▶ Problem statement: Each entry below needs to be retyped exactly as given.

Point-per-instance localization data
..............................
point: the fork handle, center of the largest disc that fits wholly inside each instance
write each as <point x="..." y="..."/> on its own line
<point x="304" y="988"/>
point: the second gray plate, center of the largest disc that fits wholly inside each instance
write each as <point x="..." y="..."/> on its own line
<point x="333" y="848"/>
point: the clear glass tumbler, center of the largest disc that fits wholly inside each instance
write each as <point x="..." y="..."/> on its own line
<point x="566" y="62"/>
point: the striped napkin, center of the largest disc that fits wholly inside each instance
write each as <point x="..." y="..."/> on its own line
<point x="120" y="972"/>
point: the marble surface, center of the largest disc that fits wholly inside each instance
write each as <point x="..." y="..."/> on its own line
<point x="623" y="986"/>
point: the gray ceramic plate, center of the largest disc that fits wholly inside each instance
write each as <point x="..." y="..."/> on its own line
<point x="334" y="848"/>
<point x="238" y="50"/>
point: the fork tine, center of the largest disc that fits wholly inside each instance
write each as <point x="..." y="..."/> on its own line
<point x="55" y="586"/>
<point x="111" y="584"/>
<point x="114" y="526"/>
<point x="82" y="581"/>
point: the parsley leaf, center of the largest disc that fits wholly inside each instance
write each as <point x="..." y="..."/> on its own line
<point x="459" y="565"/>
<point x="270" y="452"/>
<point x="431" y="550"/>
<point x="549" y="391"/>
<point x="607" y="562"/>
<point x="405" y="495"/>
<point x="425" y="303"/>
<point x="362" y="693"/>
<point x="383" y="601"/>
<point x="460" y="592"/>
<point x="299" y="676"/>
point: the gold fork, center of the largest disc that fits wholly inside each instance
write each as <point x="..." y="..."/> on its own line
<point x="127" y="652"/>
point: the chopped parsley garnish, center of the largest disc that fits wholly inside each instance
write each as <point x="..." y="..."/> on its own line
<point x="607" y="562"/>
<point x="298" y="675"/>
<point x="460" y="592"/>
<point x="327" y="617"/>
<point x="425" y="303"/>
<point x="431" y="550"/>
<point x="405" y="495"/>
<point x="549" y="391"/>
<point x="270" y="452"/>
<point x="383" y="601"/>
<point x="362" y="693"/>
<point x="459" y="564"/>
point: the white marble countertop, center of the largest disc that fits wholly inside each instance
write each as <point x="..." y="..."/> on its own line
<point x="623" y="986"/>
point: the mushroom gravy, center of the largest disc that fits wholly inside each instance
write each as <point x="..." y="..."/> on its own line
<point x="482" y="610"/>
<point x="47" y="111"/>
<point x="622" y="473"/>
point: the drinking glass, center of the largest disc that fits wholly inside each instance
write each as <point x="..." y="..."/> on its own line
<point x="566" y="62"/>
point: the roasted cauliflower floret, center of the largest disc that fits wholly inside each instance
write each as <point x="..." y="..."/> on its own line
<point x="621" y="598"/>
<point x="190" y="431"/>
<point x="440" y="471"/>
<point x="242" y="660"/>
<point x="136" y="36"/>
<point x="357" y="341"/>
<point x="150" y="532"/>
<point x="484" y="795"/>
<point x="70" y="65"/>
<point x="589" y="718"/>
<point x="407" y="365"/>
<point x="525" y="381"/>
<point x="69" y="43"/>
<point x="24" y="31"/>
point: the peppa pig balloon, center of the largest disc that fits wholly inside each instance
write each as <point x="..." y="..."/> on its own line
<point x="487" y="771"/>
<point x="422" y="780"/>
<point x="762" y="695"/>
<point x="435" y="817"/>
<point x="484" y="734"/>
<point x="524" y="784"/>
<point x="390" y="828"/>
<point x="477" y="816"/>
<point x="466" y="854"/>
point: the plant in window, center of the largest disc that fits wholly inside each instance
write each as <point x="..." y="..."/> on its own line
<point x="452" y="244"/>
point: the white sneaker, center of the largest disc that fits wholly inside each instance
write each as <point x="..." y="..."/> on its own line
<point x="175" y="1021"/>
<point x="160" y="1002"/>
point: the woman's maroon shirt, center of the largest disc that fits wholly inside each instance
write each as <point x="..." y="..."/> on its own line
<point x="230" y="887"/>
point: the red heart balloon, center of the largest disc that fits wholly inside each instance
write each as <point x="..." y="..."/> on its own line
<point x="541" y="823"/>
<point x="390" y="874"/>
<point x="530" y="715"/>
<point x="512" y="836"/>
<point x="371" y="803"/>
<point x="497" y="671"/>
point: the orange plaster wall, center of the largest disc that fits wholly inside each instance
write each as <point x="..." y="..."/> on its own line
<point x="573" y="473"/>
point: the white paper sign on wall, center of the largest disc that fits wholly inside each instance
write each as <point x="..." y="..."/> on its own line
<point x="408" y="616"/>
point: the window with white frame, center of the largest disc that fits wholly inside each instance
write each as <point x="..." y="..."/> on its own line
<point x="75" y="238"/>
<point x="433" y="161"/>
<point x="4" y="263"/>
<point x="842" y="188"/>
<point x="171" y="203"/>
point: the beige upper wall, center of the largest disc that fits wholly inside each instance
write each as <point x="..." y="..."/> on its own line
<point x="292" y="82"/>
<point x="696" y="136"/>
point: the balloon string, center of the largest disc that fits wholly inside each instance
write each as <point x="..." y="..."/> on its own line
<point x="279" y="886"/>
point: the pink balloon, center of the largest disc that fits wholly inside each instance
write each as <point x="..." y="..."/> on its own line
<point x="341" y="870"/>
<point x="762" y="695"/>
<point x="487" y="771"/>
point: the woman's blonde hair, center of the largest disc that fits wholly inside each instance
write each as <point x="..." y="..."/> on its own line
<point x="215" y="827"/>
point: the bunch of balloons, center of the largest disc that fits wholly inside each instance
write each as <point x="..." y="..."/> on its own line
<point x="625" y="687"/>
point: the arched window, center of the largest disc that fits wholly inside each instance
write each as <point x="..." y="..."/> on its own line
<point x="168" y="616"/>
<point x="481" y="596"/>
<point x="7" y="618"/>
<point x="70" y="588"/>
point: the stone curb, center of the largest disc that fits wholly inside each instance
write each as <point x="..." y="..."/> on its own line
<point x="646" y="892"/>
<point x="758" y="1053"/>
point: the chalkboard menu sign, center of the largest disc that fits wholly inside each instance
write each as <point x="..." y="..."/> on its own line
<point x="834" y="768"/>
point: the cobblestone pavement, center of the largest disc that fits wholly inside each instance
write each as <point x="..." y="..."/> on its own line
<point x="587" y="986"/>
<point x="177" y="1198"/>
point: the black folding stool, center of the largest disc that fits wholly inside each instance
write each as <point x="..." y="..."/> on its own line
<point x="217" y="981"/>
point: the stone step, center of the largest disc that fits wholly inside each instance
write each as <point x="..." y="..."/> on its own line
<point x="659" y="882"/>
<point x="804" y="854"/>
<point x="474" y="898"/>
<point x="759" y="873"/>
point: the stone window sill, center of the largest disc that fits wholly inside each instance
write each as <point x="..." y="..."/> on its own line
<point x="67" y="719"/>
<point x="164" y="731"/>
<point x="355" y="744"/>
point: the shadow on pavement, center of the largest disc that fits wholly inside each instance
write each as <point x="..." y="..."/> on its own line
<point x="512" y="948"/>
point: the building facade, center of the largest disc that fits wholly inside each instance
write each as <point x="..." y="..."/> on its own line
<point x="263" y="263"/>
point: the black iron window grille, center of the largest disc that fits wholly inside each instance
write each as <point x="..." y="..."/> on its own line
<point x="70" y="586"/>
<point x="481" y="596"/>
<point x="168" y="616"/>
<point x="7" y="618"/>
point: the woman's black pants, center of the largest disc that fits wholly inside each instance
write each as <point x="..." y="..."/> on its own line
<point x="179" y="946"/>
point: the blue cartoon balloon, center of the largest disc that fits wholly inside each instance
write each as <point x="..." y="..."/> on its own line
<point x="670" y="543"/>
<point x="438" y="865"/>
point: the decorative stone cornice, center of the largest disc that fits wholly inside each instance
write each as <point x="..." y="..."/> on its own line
..............................
▶ Response to this exercise:
point: the fork handle, center of the largest disc that fits wholly inside each instance
write each as <point x="..." y="..."/> on its own line
<point x="304" y="988"/>
point: the second gray plate, center of the largest disc that fits wholly inside each instance
write each as <point x="..." y="..."/> on its own line
<point x="333" y="848"/>
point: the clear glass tumbler, center of the largest disc that fits wholly inside each instance
write each as <point x="..." y="..."/> on its own line
<point x="566" y="62"/>
point: the striped napkin, center of the largest disc that fits wholly inside each instance
write each as <point x="..." y="..."/> on its own line
<point x="120" y="972"/>
point: the marble surface, center of the largest disc that fits wholly inside each instance
write each as <point x="..." y="..."/> on its own line
<point x="623" y="986"/>
point: the gray ceramic plate, center of the largest disc that fits wholly inside each instance
write each as <point x="..." y="..."/> on its own line
<point x="334" y="848"/>
<point x="238" y="50"/>
point: the fork tine, center of the largest disc that fits wholly inside each instance
write each as <point x="..." y="..."/> on its own line
<point x="55" y="586"/>
<point x="111" y="584"/>
<point x="114" y="526"/>
<point x="82" y="581"/>
point: the parsley leaf, center of the largest disc that fits wholly inside each instance
write each as <point x="..." y="..."/> on its own line
<point x="459" y="565"/>
<point x="270" y="452"/>
<point x="431" y="550"/>
<point x="549" y="391"/>
<point x="607" y="562"/>
<point x="405" y="495"/>
<point x="425" y="303"/>
<point x="362" y="693"/>
<point x="383" y="601"/>
<point x="460" y="592"/>
<point x="299" y="676"/>
point: the gold fork, center of the largest disc that fits wholly inside each instance
write each as <point x="..." y="..."/> on its own line
<point x="127" y="652"/>
point: the chopped parsley garnish, center of the largest disc that fits wholly inside each instance
write each as <point x="..." y="..."/> on its own line
<point x="607" y="562"/>
<point x="298" y="675"/>
<point x="460" y="592"/>
<point x="327" y="617"/>
<point x="425" y="303"/>
<point x="431" y="550"/>
<point x="405" y="495"/>
<point x="549" y="391"/>
<point x="270" y="452"/>
<point x="383" y="601"/>
<point x="362" y="693"/>
<point x="459" y="564"/>
point: the white marble countertop, center of the largest disc that fits wholly inside each instance
write each as <point x="..." y="..."/> on its own line
<point x="623" y="986"/>
point: the mushroom gravy, center of the largest disc that fits wholly inside each instance
write each as <point x="..." y="..."/> on its own line
<point x="482" y="610"/>
<point x="47" y="111"/>
<point x="622" y="473"/>
point: the drinking glass, center of the largest disc that fits wholly inside each instance
write each as <point x="..." y="..."/> on its own line
<point x="566" y="62"/>
point: the roasted cauliflower floret, center of the largest disc that fits wholly inside each instance
write each as <point x="..." y="..."/> on its own line
<point x="621" y="598"/>
<point x="190" y="431"/>
<point x="440" y="471"/>
<point x="242" y="660"/>
<point x="136" y="36"/>
<point x="357" y="341"/>
<point x="150" y="532"/>
<point x="484" y="795"/>
<point x="70" y="65"/>
<point x="589" y="718"/>
<point x="407" y="365"/>
<point x="525" y="381"/>
<point x="69" y="43"/>
<point x="24" y="31"/>
point: the peppa pig balloon, center of the largest disc that fits wholly inside each instance
write each as <point x="..." y="..."/> on its own line
<point x="487" y="771"/>
<point x="422" y="780"/>
<point x="762" y="695"/>
<point x="435" y="817"/>
<point x="484" y="734"/>
<point x="524" y="784"/>
<point x="390" y="828"/>
<point x="477" y="816"/>
<point x="466" y="854"/>
point: the plant in window, center of the largest disc that fits wholly inside each instance
write each as <point x="..." y="..."/> on its own line
<point x="452" y="244"/>
point: the white sneaker, center of the largest disc that fits wholly inside each instance
write each as <point x="..." y="..."/> on its own line
<point x="175" y="1021"/>
<point x="160" y="1002"/>
point: the woman's maroon shirt, center of the largest disc that fits wholly inside each instance
write each as <point x="..." y="..."/> on its own line
<point x="230" y="887"/>
point: the red heart balloon, center of the largest disc that fits wholly inside each instance
write each as <point x="..." y="..."/> on its own line
<point x="541" y="823"/>
<point x="390" y="874"/>
<point x="530" y="715"/>
<point x="512" y="836"/>
<point x="371" y="803"/>
<point x="497" y="671"/>
point: the orange plaster wall, center of the largest disc that fits wholly inside each instance
write each as <point x="..." y="..."/> on its own line
<point x="573" y="473"/>
point: the white paper sign on wall, center of the largest disc that fits wholly inside each instance
write each as <point x="..." y="..."/> on its own line
<point x="408" y="616"/>
point: the window with white frame, center of the largest disc that fits wholly inside each instance
write each as <point x="..." y="..."/> on its own line
<point x="75" y="238"/>
<point x="433" y="161"/>
<point x="4" y="263"/>
<point x="842" y="188"/>
<point x="171" y="203"/>
point: the beige upper wall, center of the largest disc that fits wholly inside each instance
write each as <point x="..." y="..."/> on its own line
<point x="292" y="82"/>
<point x="696" y="136"/>
point: the balloon string, center of the largest disc that fits wholly inside each instance
write each as <point x="..." y="..."/> on its own line
<point x="279" y="886"/>
point: the pink balloon, center of the largest disc that fits wholly inside each instance
write each as <point x="..." y="..."/> on its own line
<point x="341" y="870"/>
<point x="762" y="695"/>
<point x="487" y="771"/>
point: the woman's blonde hair, center of the largest disc that fits wholly inside each instance
write each as <point x="..." y="..."/> on its own line
<point x="215" y="827"/>
point: the bunch of balloons, center of the largest disc that fits wholly inside each instance
write each as <point x="..." y="..."/> on its own line
<point x="625" y="687"/>
point: the arched window, center of the largest disc that fits wholly inside each instance
write each as <point x="..." y="..."/> on its own line
<point x="168" y="616"/>
<point x="481" y="596"/>
<point x="7" y="618"/>
<point x="70" y="588"/>
point: the stone curb, center of the largest disc that fits wholly inside each instance
write each as <point x="..." y="..."/> on its own line
<point x="646" y="892"/>
<point x="758" y="1053"/>
point: the chalkboard menu sign, center of the largest disc that fits wholly inside each instance
write each as <point x="..." y="..."/> on its own line
<point x="834" y="768"/>
point: the cobblestone pavement, center of the largest disc that fits wholly inside each instance
write each as <point x="..." y="..."/> on its own line
<point x="587" y="986"/>
<point x="177" y="1198"/>
point: the black folding stool, center of the largest disc that fits wholly inside each instance
write each as <point x="..." y="..."/> on its own line
<point x="217" y="981"/>
point: the stone step, center of the largest disc that fits wholly inside each instance
write each as <point x="..." y="..."/> on its own line
<point x="659" y="882"/>
<point x="804" y="854"/>
<point x="474" y="898"/>
<point x="759" y="873"/>
point: the stone window sill, center of the largest disc that fits wholly inside each instance
write each as <point x="..." y="..."/> on its own line
<point x="67" y="719"/>
<point x="164" y="731"/>
<point x="355" y="744"/>
point: the shadow on pavement, center of the largest disc that fits wholly inside each instance
write each as <point x="..." y="..."/> on its own line
<point x="512" y="948"/>
point: the building facade, center of the largest disc that fits wholly inside each instance
write each as <point x="..." y="..."/> on its own line
<point x="263" y="263"/>
point: the black iron window grille, center of the largest disc that fits wholly inside each instance
write each as <point x="..." y="..."/> on its own line
<point x="70" y="586"/>
<point x="481" y="596"/>
<point x="168" y="616"/>
<point x="7" y="618"/>
point: the woman's black pants, center of the largest disc that fits wholly inside each instance
write each as <point x="..." y="..."/> on its own line
<point x="179" y="946"/>
point: the blue cartoon balloon, center of the largest disc that fits wholly inside each instance
write each as <point x="..." y="..."/> on its own line
<point x="670" y="543"/>
<point x="438" y="865"/>
point: the decorative stone cornice, center of the largest disc that fits wholly inside each instance
write each as <point x="..." y="..."/> on its own line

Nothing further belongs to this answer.